§ CONSEGNA:
Nel documento sul terremoto del Friuli, chi era il sindaco di Buja al tempo del terremoto?

«La prima tendopoli, in tutto il Friuli, fu la vostra, furono le tende del "Giornale di Brescia".
Così la prima scuola, il primo ambulatorio. Noi non dimenticheremo mai la generosità dei bresciani. Non vi dimenticheremo mai».
Siamo a Ursinins Piccolo, frazione di Buja. Il bar si chiama Ics, come l’ora Ics, come l’ora della guerra. Il terremoto fu un atto di guerra della natura. Nessuno si vergogna di piangere, nessuno si allontana dallo stupore di noi bresciani, giovani e anziani, la ragazza del bar, il sindaco di allora, Eddi Giacomini, che ci sta raccontando i primi minuti del terremoto, il sindaco di oggi, Luca Marcuzzo, che il 6 maggio 1976 aveva appena compiuto gli 11 anni.
«Avevo 42 anni - spiega il primo cittadino del terremoto - nel 1977 mi sono ammalato. La tensione, il dolore, ho scelto di abbandonare».
Il terremoto ha ucciso subito, ha ferito subito, ha ferito per gli anni a venire, nel corpo e nella mente. Il sindaco Giacomini anima la memoria, i minuti escono con la polvere, il buio, il tremore, il boato, la morte, la corsa nella notte.

§ Etichette dei punti sugli oggetti:
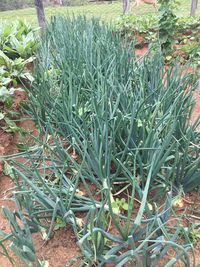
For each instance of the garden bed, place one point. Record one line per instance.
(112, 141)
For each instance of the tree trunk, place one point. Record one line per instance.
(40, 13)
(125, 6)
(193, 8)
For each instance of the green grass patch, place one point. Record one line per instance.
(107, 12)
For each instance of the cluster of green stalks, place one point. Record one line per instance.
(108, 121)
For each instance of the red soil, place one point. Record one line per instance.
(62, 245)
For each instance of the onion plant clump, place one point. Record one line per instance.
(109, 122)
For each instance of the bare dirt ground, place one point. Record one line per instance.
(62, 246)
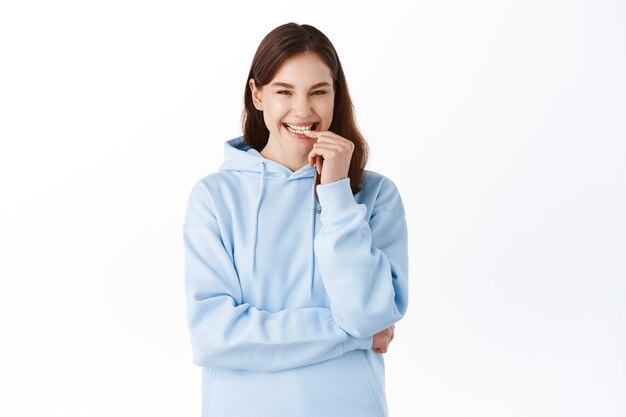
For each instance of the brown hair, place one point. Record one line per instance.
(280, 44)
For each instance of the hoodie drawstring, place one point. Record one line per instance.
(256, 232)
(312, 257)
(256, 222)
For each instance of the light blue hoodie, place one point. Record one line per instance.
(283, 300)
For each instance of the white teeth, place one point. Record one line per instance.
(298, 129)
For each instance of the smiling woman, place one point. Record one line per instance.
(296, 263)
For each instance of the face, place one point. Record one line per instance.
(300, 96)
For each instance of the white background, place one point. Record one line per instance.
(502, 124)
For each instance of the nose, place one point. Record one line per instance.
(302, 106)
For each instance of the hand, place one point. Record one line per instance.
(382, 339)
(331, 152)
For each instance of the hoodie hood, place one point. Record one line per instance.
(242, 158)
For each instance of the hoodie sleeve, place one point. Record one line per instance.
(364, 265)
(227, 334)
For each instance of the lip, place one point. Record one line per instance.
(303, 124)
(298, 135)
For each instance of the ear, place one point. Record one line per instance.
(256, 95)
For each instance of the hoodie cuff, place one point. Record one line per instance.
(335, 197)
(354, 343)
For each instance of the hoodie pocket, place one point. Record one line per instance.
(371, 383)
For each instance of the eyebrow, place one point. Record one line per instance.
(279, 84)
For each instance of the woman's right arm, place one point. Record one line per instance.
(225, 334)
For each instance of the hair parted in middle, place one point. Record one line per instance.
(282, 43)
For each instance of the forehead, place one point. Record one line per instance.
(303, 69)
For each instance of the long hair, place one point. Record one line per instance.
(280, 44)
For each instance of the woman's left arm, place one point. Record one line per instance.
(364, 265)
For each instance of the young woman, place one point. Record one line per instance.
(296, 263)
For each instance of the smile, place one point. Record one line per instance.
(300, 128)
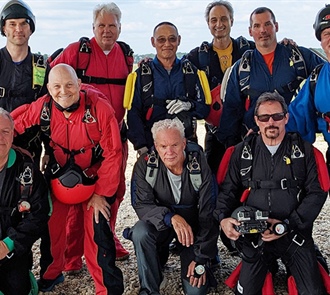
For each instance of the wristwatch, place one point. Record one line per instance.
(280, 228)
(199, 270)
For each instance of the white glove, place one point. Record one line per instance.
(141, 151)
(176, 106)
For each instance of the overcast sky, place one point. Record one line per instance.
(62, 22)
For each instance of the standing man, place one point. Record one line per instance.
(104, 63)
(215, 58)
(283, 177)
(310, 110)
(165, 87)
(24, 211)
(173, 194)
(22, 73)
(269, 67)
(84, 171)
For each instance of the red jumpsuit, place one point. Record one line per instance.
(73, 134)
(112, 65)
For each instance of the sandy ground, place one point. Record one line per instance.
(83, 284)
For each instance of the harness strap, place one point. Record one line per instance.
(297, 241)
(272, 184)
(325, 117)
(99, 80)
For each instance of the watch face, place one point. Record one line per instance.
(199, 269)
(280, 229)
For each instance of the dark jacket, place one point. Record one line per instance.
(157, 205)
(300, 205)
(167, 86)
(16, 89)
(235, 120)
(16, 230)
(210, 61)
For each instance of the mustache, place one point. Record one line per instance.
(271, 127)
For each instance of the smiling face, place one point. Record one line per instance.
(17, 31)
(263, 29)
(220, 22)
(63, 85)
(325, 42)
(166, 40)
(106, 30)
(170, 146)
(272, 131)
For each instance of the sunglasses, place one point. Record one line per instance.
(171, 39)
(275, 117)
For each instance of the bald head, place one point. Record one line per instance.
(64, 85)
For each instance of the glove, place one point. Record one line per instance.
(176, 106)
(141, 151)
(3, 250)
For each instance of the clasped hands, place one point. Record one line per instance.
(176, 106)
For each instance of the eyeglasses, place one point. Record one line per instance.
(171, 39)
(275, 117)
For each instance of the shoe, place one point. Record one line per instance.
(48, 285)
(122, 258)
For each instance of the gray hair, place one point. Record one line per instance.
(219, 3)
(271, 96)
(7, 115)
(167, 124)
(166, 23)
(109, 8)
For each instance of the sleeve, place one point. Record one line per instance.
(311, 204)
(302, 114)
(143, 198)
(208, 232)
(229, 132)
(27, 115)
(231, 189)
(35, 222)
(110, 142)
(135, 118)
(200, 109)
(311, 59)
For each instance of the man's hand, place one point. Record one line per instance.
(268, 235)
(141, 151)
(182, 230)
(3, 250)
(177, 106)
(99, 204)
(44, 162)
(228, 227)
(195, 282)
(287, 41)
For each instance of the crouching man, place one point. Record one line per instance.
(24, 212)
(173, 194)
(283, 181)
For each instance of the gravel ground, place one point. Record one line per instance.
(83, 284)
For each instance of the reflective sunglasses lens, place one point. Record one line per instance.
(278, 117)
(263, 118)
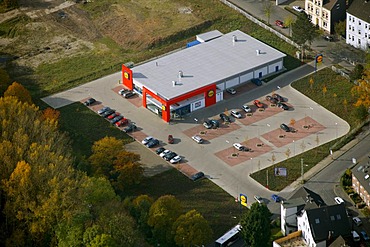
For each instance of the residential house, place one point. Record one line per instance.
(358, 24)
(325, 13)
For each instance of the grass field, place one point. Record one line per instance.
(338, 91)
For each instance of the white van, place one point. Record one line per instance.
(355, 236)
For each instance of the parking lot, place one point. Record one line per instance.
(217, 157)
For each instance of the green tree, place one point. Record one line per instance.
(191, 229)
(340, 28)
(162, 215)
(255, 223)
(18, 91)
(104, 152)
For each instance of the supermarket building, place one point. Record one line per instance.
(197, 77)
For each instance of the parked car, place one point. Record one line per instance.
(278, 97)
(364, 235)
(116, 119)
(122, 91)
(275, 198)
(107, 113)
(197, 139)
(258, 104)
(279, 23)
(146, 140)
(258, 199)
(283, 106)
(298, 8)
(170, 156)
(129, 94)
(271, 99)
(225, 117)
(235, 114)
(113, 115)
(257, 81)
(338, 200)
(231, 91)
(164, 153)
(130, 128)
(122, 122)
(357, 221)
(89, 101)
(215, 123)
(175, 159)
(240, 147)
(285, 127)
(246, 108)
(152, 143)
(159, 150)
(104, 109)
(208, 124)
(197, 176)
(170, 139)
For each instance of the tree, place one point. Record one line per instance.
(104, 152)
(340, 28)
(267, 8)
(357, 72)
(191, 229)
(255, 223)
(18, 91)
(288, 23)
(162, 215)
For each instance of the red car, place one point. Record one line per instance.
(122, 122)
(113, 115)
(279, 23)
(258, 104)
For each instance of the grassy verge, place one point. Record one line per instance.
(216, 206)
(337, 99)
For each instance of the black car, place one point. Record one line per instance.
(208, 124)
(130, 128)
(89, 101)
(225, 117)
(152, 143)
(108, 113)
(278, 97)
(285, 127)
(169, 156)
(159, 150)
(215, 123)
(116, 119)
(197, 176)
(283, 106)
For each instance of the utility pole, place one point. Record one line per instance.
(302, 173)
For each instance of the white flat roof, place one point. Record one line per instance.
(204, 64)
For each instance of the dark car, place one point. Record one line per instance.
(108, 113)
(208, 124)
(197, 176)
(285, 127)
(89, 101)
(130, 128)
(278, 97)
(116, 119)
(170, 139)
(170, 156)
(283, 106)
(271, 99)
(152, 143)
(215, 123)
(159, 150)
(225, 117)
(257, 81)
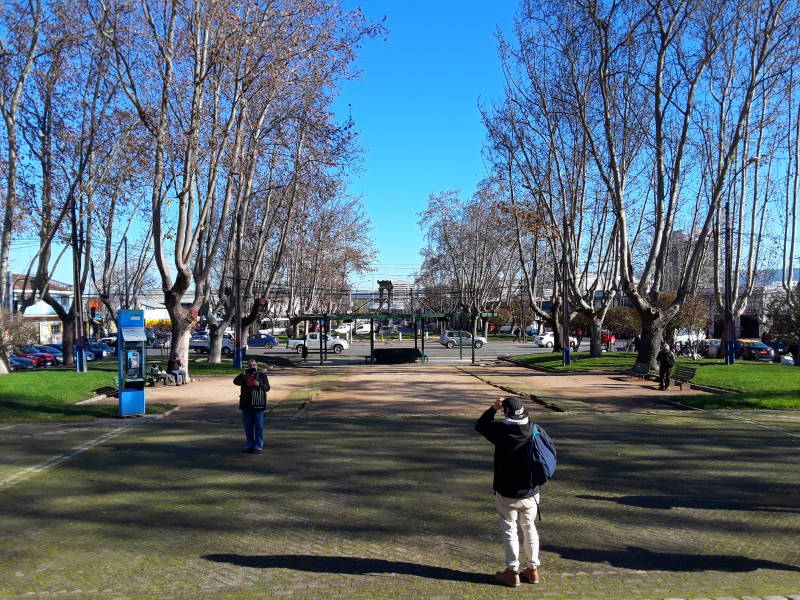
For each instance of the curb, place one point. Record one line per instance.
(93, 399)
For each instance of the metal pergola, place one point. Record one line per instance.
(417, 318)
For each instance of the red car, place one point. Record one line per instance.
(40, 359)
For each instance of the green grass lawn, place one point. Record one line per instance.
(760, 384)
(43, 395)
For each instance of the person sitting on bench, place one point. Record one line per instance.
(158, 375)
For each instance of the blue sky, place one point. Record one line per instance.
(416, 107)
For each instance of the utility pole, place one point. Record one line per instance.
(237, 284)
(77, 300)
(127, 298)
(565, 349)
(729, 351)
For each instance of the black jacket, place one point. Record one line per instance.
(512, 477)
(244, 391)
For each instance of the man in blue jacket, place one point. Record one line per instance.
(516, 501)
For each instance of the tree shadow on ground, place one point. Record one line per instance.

§ SOLUZIONE SCRITTA:
Eddi Giacomini.